▶ [What the task requires]:
Below, find the line containing "One point for each instance of the upper"; from there to the final line, print every line exactly and skip the pictures.

▶ [Data shown]:

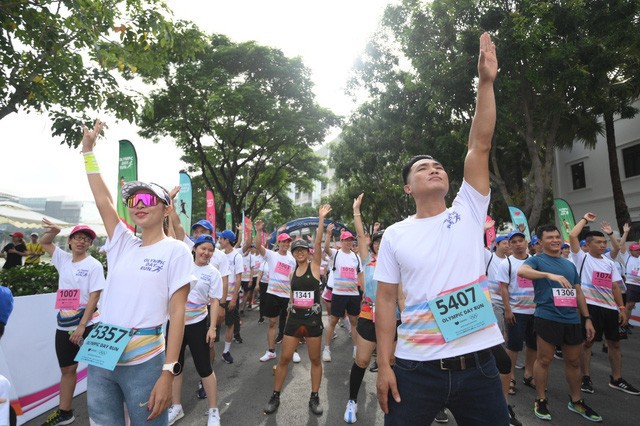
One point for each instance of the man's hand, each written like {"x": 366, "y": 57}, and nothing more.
{"x": 160, "y": 398}
{"x": 559, "y": 279}
{"x": 385, "y": 383}
{"x": 487, "y": 61}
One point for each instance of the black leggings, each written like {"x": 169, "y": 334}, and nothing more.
{"x": 195, "y": 335}
{"x": 503, "y": 362}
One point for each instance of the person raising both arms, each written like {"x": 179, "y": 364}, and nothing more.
{"x": 148, "y": 281}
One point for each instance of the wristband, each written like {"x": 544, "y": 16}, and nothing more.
{"x": 90, "y": 163}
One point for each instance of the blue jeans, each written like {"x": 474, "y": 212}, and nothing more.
{"x": 474, "y": 396}
{"x": 108, "y": 391}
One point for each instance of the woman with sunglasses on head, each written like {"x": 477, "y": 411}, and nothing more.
{"x": 305, "y": 316}
{"x": 200, "y": 338}
{"x": 80, "y": 281}
{"x": 148, "y": 280}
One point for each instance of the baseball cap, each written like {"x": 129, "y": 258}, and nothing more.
{"x": 204, "y": 223}
{"x": 130, "y": 188}
{"x": 284, "y": 237}
{"x": 227, "y": 234}
{"x": 204, "y": 239}
{"x": 500, "y": 238}
{"x": 85, "y": 229}
{"x": 345, "y": 235}
{"x": 514, "y": 233}
{"x": 299, "y": 244}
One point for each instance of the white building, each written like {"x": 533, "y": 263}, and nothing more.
{"x": 581, "y": 175}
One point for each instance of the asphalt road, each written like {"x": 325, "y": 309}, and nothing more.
{"x": 245, "y": 386}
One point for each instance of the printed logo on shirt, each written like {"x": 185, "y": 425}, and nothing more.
{"x": 153, "y": 265}
{"x": 82, "y": 272}
{"x": 452, "y": 219}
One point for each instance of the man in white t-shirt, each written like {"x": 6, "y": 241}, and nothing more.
{"x": 600, "y": 280}
{"x": 443, "y": 356}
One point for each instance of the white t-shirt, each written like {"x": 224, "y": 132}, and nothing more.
{"x": 343, "y": 276}
{"x": 431, "y": 257}
{"x": 265, "y": 271}
{"x": 209, "y": 285}
{"x": 520, "y": 289}
{"x": 140, "y": 283}
{"x": 86, "y": 276}
{"x": 631, "y": 268}
{"x": 280, "y": 268}
{"x": 596, "y": 278}
{"x": 492, "y": 261}
{"x": 235, "y": 267}
{"x": 218, "y": 260}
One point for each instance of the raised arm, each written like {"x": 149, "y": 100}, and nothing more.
{"x": 476, "y": 163}
{"x": 50, "y": 234}
{"x": 363, "y": 249}
{"x": 101, "y": 194}
{"x": 574, "y": 242}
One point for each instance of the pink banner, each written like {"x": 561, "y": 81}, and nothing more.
{"x": 211, "y": 208}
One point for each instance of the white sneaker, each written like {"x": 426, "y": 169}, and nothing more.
{"x": 267, "y": 356}
{"x": 351, "y": 411}
{"x": 175, "y": 413}
{"x": 214, "y": 417}
{"x": 326, "y": 354}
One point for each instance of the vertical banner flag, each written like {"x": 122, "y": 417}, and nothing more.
{"x": 227, "y": 215}
{"x": 565, "y": 217}
{"x": 490, "y": 234}
{"x": 211, "y": 209}
{"x": 184, "y": 201}
{"x": 520, "y": 221}
{"x": 127, "y": 172}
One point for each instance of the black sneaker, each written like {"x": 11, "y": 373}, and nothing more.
{"x": 621, "y": 384}
{"x": 272, "y": 405}
{"x": 226, "y": 357}
{"x": 584, "y": 410}
{"x": 587, "y": 385}
{"x": 58, "y": 418}
{"x": 442, "y": 417}
{"x": 314, "y": 405}
{"x": 541, "y": 410}
{"x": 512, "y": 417}
{"x": 202, "y": 394}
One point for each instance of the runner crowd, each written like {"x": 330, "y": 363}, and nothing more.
{"x": 445, "y": 336}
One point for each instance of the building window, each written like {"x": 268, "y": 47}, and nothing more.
{"x": 577, "y": 175}
{"x": 631, "y": 159}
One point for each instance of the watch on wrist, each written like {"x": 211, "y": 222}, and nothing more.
{"x": 173, "y": 367}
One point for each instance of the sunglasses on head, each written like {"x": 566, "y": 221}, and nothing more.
{"x": 147, "y": 199}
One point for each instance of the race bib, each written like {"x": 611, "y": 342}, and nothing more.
{"x": 525, "y": 283}
{"x": 68, "y": 299}
{"x": 462, "y": 312}
{"x": 283, "y": 268}
{"x": 104, "y": 346}
{"x": 565, "y": 297}
{"x": 303, "y": 299}
{"x": 601, "y": 279}
{"x": 348, "y": 273}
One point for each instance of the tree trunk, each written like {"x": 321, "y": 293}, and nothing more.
{"x": 622, "y": 211}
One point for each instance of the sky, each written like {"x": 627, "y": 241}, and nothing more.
{"x": 329, "y": 36}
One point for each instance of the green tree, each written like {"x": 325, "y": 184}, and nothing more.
{"x": 246, "y": 119}
{"x": 68, "y": 58}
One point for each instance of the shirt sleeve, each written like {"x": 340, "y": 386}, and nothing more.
{"x": 387, "y": 267}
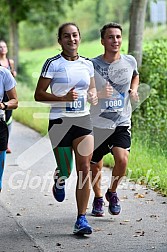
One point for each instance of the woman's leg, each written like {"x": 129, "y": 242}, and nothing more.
{"x": 83, "y": 148}
{"x": 2, "y": 162}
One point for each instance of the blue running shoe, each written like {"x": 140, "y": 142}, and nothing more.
{"x": 98, "y": 209}
{"x": 114, "y": 207}
{"x": 81, "y": 226}
{"x": 59, "y": 190}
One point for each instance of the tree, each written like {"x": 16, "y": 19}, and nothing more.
{"x": 137, "y": 20}
{"x": 47, "y": 12}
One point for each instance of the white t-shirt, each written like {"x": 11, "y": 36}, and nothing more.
{"x": 65, "y": 75}
{"x": 7, "y": 82}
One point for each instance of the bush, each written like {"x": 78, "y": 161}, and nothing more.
{"x": 151, "y": 117}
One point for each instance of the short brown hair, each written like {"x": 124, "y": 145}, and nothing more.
{"x": 110, "y": 25}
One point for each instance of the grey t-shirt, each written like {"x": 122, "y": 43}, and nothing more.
{"x": 116, "y": 110}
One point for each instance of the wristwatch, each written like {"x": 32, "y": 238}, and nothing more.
{"x": 6, "y": 106}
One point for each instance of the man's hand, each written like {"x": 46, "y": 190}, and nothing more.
{"x": 134, "y": 95}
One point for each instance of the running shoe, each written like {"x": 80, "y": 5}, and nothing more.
{"x": 81, "y": 226}
{"x": 59, "y": 190}
{"x": 98, "y": 209}
{"x": 114, "y": 207}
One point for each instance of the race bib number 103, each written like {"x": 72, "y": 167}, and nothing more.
{"x": 75, "y": 106}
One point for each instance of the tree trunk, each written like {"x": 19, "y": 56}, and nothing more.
{"x": 137, "y": 20}
{"x": 13, "y": 38}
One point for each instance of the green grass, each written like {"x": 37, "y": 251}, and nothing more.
{"x": 146, "y": 164}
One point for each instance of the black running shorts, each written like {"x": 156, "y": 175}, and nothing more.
{"x": 106, "y": 139}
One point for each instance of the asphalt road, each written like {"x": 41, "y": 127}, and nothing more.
{"x": 31, "y": 220}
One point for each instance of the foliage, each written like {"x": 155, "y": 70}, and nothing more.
{"x": 151, "y": 118}
{"x": 35, "y": 36}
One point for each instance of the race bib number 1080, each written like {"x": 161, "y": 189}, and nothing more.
{"x": 113, "y": 104}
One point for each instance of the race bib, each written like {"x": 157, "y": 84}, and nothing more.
{"x": 76, "y": 106}
{"x": 115, "y": 103}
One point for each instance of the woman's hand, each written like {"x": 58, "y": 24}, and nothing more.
{"x": 92, "y": 98}
{"x": 71, "y": 95}
{"x": 106, "y": 91}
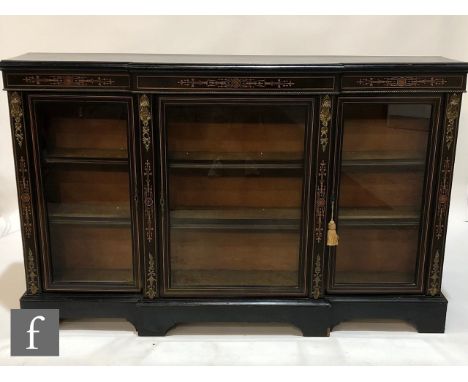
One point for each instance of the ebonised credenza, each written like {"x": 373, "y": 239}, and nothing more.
{"x": 170, "y": 189}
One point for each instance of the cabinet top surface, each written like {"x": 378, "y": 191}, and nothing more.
{"x": 123, "y": 61}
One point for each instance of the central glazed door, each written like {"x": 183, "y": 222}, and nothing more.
{"x": 235, "y": 175}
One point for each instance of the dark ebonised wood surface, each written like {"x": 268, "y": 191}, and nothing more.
{"x": 167, "y": 61}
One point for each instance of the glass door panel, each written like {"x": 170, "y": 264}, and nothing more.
{"x": 84, "y": 155}
{"x": 235, "y": 192}
{"x": 383, "y": 162}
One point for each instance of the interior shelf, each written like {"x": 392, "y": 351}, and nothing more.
{"x": 378, "y": 216}
{"x": 272, "y": 156}
{"x": 239, "y": 219}
{"x": 235, "y": 164}
{"x": 86, "y": 153}
{"x": 106, "y": 214}
{"x": 229, "y": 278}
{"x": 392, "y": 164}
{"x": 86, "y": 161}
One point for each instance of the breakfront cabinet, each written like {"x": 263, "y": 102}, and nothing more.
{"x": 175, "y": 189}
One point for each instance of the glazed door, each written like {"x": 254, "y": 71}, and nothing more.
{"x": 83, "y": 151}
{"x": 235, "y": 176}
{"x": 385, "y": 169}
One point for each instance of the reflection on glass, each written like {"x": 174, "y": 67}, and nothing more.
{"x": 235, "y": 194}
{"x": 382, "y": 174}
{"x": 86, "y": 190}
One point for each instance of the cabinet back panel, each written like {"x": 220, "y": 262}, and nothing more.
{"x": 256, "y": 131}
{"x": 369, "y": 189}
{"x": 234, "y": 258}
{"x": 199, "y": 191}
{"x": 90, "y": 185}
{"x": 376, "y": 254}
{"x": 91, "y": 254}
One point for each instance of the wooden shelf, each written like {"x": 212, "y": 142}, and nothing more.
{"x": 88, "y": 153}
{"x": 89, "y": 214}
{"x": 276, "y": 156}
{"x": 236, "y": 165}
{"x": 360, "y": 278}
{"x": 378, "y": 217}
{"x": 389, "y": 160}
{"x": 239, "y": 219}
{"x": 85, "y": 161}
{"x": 233, "y": 278}
{"x": 95, "y": 275}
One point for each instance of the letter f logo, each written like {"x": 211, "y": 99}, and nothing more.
{"x": 32, "y": 331}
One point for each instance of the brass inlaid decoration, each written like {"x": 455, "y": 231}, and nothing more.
{"x": 414, "y": 82}
{"x": 145, "y": 118}
{"x": 151, "y": 278}
{"x": 68, "y": 80}
{"x": 402, "y": 81}
{"x": 31, "y": 274}
{"x": 320, "y": 201}
{"x": 25, "y": 197}
{"x": 434, "y": 287}
{"x": 444, "y": 198}
{"x": 236, "y": 83}
{"x": 325, "y": 118}
{"x": 16, "y": 111}
{"x": 453, "y": 109}
{"x": 317, "y": 279}
{"x": 148, "y": 201}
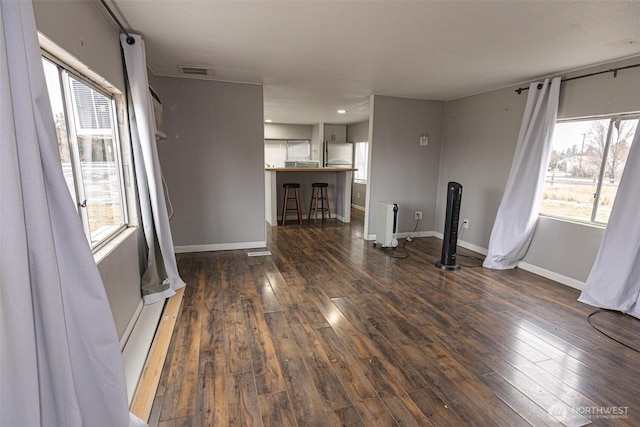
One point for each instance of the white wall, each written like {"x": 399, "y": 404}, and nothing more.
{"x": 358, "y": 132}
{"x": 213, "y": 162}
{"x": 480, "y": 137}
{"x": 402, "y": 171}
{"x": 286, "y": 131}
{"x": 83, "y": 30}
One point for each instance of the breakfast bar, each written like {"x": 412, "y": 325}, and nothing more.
{"x": 339, "y": 180}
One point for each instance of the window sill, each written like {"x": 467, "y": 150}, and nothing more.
{"x": 112, "y": 244}
{"x": 573, "y": 221}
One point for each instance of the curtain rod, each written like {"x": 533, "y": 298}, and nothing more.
{"x": 130, "y": 40}
{"x": 610, "y": 70}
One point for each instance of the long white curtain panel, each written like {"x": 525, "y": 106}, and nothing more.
{"x": 60, "y": 362}
{"x": 518, "y": 212}
{"x": 614, "y": 280}
{"x": 161, "y": 278}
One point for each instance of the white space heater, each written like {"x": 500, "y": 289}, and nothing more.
{"x": 386, "y": 225}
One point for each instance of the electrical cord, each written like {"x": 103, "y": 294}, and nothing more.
{"x": 409, "y": 238}
{"x": 404, "y": 256}
{"x": 165, "y": 188}
{"x": 471, "y": 257}
{"x": 604, "y": 333}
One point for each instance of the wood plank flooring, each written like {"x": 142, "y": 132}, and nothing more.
{"x": 329, "y": 331}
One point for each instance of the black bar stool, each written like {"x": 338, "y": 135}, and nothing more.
{"x": 319, "y": 193}
{"x": 285, "y": 209}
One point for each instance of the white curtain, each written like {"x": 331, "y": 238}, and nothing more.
{"x": 60, "y": 362}
{"x": 161, "y": 279}
{"x": 518, "y": 212}
{"x": 614, "y": 280}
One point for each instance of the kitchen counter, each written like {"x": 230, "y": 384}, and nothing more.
{"x": 339, "y": 180}
{"x": 310, "y": 169}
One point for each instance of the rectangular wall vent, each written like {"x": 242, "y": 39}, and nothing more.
{"x": 194, "y": 70}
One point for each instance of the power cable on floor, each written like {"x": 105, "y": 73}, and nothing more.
{"x": 607, "y": 335}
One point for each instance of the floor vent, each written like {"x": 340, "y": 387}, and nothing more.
{"x": 261, "y": 253}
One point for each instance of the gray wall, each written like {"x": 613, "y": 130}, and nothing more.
{"x": 83, "y": 30}
{"x": 402, "y": 171}
{"x": 480, "y": 137}
{"x": 213, "y": 162}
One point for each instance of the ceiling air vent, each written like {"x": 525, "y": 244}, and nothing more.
{"x": 194, "y": 70}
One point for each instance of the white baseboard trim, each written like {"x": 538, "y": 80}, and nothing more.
{"x": 548, "y": 274}
{"x": 405, "y": 235}
{"x": 294, "y": 218}
{"x": 220, "y": 247}
{"x": 132, "y": 323}
{"x": 137, "y": 347}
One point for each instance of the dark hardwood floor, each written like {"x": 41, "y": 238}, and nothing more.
{"x": 329, "y": 331}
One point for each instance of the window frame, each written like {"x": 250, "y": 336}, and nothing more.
{"x": 612, "y": 118}
{"x": 98, "y": 239}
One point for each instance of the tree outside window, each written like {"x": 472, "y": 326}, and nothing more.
{"x": 587, "y": 160}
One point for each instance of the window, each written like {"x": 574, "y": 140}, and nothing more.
{"x": 360, "y": 161}
{"x": 587, "y": 160}
{"x": 89, "y": 149}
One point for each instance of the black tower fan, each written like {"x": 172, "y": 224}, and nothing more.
{"x": 450, "y": 239}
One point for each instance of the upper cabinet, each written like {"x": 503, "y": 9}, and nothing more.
{"x": 335, "y": 133}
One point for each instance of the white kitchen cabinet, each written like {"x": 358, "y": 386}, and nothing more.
{"x": 335, "y": 133}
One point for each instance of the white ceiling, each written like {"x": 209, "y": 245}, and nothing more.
{"x": 314, "y": 57}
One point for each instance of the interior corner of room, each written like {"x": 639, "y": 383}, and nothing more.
{"x": 224, "y": 167}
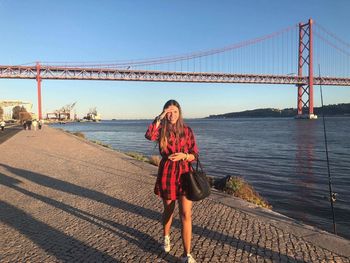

▶ [Solution]:
One point for each instance of the upper cabinet, each written like {"x": 503, "y": 9}, and nothing more.
{"x": 335, "y": 133}
One point for each instance of the white kitchen cabinet, each written like {"x": 358, "y": 386}, and nothing more.
{"x": 335, "y": 133}
One point for each instance of the white ceiling, each written like {"x": 209, "y": 245}, and nothing more.
{"x": 314, "y": 57}
One point for each instance of the interior corner of room, each written like {"x": 639, "y": 383}, and nothing more.
{"x": 224, "y": 167}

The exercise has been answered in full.